— Start Provided passage —
12 Days of Christmas GMAT Competition - Day 4: A 12-liter mixture of

As per the question, Apple juice and carrot juice are in the ratio of one is to 3 by volume. Therefore, in 12 L mixture, the following are the amounts Apple equals to 3 carat equals to 9l
Now we want to change the ratio to 3 is to 1 that is to make Apple equals to 9 L by adding only apple juice
That is, we want six more litres of apple juice
When we remove 1 L of the mixture and add 1 L of apple juice, we add 750 ML of apple juice
So the answer is 6 L divided by 750 ML, which is equals to 8 L

Initial ratio of AJ to CJ=1:3
AJ= 3 liter
CJ= 9 liter

Desired ratio of AJ to CJ in a 12 liter vessel= 3:1, ie 9 liter to 3 liter

we need to remove 6 liters of CJ from the mixture to reduce it to 3 liters. And in order to remove 6 liters of CJ, we need to remove 8 liters of the mixture, because AJ:CJ = 1:3 hence in 8 liters, we get 2 liters of AJ and 6 liters of CJ

IMO Answer (D)

Since the total number of literes is 12 . It is of 3 lits and 9 lits.
Lets assume y lits of mixture are removed and y lits of apple juice is added

(3-y/4+y) /(9-3y/4) =9/3
y=8 lits

12 liter mixture contains apple and carrot juice in ratio 1:3 => 3 liter apple juice and 9 liter carrot juice.

Now when we glance at options there are two easy standouts 4 and 8 - both can be quickly tested as the current ratio of apple:carrot is 1:3 => 1k + 3k => 4k (multiple of 4)

Let us say we remove 4 liter of original solution => this will remove 1 liter of apple and 3 liters of carrot. Now adding 4 liters of apple juice will give us apple:carrot as ((3-1+4):(9-3)) => 6:6 which is not what we're looking for.

Let us say we remove 8 liter of original solution => this will remove 2 liter of apple and 6 liters of carrot. Now adding 8 liters of apple juice will give us apple:carrot as ((3-2+8):(9-6)) => 9:3 => 3:1 which is the answer we're looking for.

Answer D.
— End Provided passage —
— Start Data —
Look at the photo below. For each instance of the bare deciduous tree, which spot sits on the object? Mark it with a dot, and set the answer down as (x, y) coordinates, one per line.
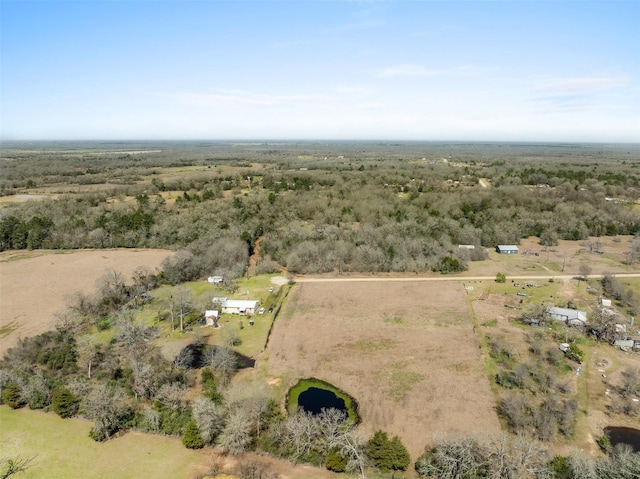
— End Data —
:: Problems to work on ::
#1 According to the juice mixture thread, how many liters of apple juice are in the original 12-liter mixture?
#2 Please continue the juice mixture thread from its final line onward.

:: Answers for this exercise ::
#1 3 liters.

#2
Total volume = 12 liters
The ratio of apple: carrot = 1:3
So if we let x be one part: 1x + 3x = 12
4x = 12
x = 3
Therefore: Apple juice = 3L, Carrot juice = 9L

We want a final ratio of 3:1 apple: carrot
Let's say we replace y litres
When we replace y litres of mixture with apple juice:
Original apple juice removed = y × (1/4) = y/4
Original carrot juice removed = y × (3/4) = 3y/4
New apple juice added = y

After replacement:
Apple juice = 3 - y/4 + y = 3 + 3y/4
Carrot juice = 9 - 3y/4

For ratio 3:1:
(3 + 3y/4) = 3(9 - 3y/4)
3 + 3y/4 = 27 - 9y/4
3 + 3y/4 + 9y/4 = 27
3 + 12y/4 = 27
12y/4 = 24
y = 8

Therefore, 8 litres of the mixture should be replaced.

The answer is D. 8 liters.

Lets do it!

Current apple to Carrot ratio = 1:3 -> 1X+3X = 12 so X is 3 and the amount is 3L of apple and 9L of Carrot.
Now the complete mixture is being replaced, so the amount will remain same, which is 12L, and the new equation is basically revered, 9L of apple and 3L of carrot.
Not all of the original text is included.